**Was zu tun ist**. Schreiben Sie bitte aus dem Text zur Nato-Osterweiterung unten die Passage zwischen „Während die Überzeugung, Russland“ und „der Osterweiterung berücksichtigt.“ wortgetreu ab, beide Stellen eingeschlossen.

Dann ist "die Entspannung (…) kein gescheitertes politisches Konzept. Gescheitert ist vielmehr eine Politik, die glaubt, auf Entspannung verzichten zu können und es notfalls auch auf einen Krieg ankommen zu lassen", wie Verheugen und Erler betonen.
Und es ist nicht der russische Angriff, der die Osterweiterung rechtfertigt, sondern ist auch die Sichtweise des Politikwissenschaftlers Richard Sakwa denkbar:
Die Nato-Erweiterung hat ein europäisches Sicherheitsdilemma ausgelöst, auf das Russland mit Gewalt reagierte. Der Krieg hat gezeigt, dass man die russischen Bedenken ernster hätte nehmen müssen.
Richard Sakwa
Die Anerkennung der fundamentalen Bedeutung der Nato-Osterweiterung bei der russischen Entscheidung zum Angriff – was selbstverständlich keine Entschuldigung für die Invasion sein kann, as gilt es zu betonen –, würde zu einer anderen Kriegsstrategie führen.
Während die Überzeugung, Russland handele ausschließlich aufgrund eines unstillbaren Imperialismus, einzig die Option des militärischen Widerstandes und der damit einhergehenden – aber unausweichlichen – Eskalationsgefahr offen lässt, eröffnen sich andere Möglichkeiten, wenn man das Thema der Osterweiterung berücksichtigt.

**Datenauszug**.
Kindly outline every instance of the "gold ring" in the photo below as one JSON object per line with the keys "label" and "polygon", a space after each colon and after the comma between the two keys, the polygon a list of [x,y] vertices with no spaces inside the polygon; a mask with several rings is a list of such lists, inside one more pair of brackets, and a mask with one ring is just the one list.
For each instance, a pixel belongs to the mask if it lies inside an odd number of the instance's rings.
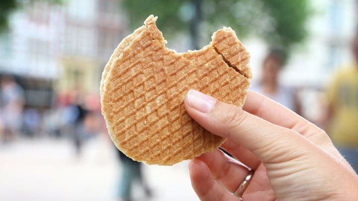
{"label": "gold ring", "polygon": [[249,173],[245,179],[241,183],[241,184],[239,185],[239,187],[236,189],[236,191],[235,191],[235,193],[234,193],[234,196],[238,197],[242,200],[242,198],[241,197],[242,197],[243,194],[244,194],[244,192],[247,188],[247,187],[249,186],[249,184],[250,184],[251,179],[252,179],[253,176],[254,176],[254,173],[255,173],[255,170],[252,169],[249,171]]}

**Vollständige Antwort**.
Während die Überzeugung, Russland handele ausschließlich aufgrund eines unstillbaren Imperialismus, einzig die Option des militärischen Widerstandes und der damit einhergehenden – aber unausweichlichen – Eskalationsgefahr offen lässt, eröffnen sich andere Möglichkeiten, wenn man das Thema der Osterweiterung berücksichtigt.